Goal of the exercise
Look in the data below for the line that contains "of the mountain". Copy that line and the remaining lines exactly.

Coordinate annotation records
+ + + + +

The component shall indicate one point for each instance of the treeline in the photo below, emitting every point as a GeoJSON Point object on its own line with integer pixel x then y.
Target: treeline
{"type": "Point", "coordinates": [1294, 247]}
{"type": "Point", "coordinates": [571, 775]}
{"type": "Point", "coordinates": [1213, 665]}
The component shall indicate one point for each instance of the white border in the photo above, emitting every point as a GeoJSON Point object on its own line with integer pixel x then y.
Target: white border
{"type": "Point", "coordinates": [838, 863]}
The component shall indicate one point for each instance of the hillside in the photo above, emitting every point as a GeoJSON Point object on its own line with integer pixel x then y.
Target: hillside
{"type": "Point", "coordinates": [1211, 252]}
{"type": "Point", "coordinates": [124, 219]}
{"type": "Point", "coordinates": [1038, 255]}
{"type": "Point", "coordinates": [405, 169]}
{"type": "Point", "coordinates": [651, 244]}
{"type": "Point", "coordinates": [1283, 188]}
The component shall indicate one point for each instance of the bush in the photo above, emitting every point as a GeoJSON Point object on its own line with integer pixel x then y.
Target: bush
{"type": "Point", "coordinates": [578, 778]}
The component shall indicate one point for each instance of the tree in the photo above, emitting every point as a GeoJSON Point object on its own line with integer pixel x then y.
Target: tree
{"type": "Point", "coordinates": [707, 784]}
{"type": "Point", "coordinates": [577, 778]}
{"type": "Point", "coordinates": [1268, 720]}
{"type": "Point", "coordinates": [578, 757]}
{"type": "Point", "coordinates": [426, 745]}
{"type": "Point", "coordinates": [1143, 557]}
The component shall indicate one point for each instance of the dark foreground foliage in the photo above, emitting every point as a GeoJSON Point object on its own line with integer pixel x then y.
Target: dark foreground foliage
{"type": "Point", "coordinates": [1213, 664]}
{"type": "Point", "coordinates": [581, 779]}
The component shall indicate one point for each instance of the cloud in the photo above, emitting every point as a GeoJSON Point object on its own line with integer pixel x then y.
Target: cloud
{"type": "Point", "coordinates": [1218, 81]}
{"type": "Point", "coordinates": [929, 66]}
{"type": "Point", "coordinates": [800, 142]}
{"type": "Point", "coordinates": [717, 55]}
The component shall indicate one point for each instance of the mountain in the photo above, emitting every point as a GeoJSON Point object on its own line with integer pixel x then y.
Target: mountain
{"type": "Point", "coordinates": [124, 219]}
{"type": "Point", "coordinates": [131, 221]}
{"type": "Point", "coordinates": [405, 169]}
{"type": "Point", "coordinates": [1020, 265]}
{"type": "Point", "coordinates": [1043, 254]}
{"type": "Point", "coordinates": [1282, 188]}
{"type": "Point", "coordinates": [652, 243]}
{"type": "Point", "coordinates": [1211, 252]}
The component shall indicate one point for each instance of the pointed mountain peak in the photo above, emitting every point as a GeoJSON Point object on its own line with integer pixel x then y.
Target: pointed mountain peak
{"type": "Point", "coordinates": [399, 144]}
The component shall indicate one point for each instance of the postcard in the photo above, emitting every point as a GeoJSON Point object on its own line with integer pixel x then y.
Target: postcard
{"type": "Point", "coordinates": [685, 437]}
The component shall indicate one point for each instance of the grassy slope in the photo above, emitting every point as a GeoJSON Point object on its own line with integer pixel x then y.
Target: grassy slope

+ + + + +

Final result
The component shall indicate one point for each instance of the mountain in the photo above, emitting every point as a GeoJSON Point object on its own line with integer pixel x then y.
Target: mountain
{"type": "Point", "coordinates": [124, 219]}
{"type": "Point", "coordinates": [131, 221]}
{"type": "Point", "coordinates": [405, 169]}
{"type": "Point", "coordinates": [1020, 265]}
{"type": "Point", "coordinates": [1043, 254]}
{"type": "Point", "coordinates": [1282, 188]}
{"type": "Point", "coordinates": [652, 243]}
{"type": "Point", "coordinates": [1211, 252]}
The component shall indicate one point for each instance of the pointed mountain peak in the photo above, emitting every point as a GeoJSON Point object on its own line with integer pixel x then y.
Target: pointed mountain peak
{"type": "Point", "coordinates": [399, 144]}
The component shall indicate one point for each instance of the postcard in the photo above, emitting every point as a GeoJSON Point object on its own line with integer pixel x then y.
Target: postcard
{"type": "Point", "coordinates": [685, 437]}
The component shall indicate one point for each instance of the grassy slope in the photo above, emitting every point as a GeoJSON Point object on its own line with integer pixel x then y.
Target: grassy slope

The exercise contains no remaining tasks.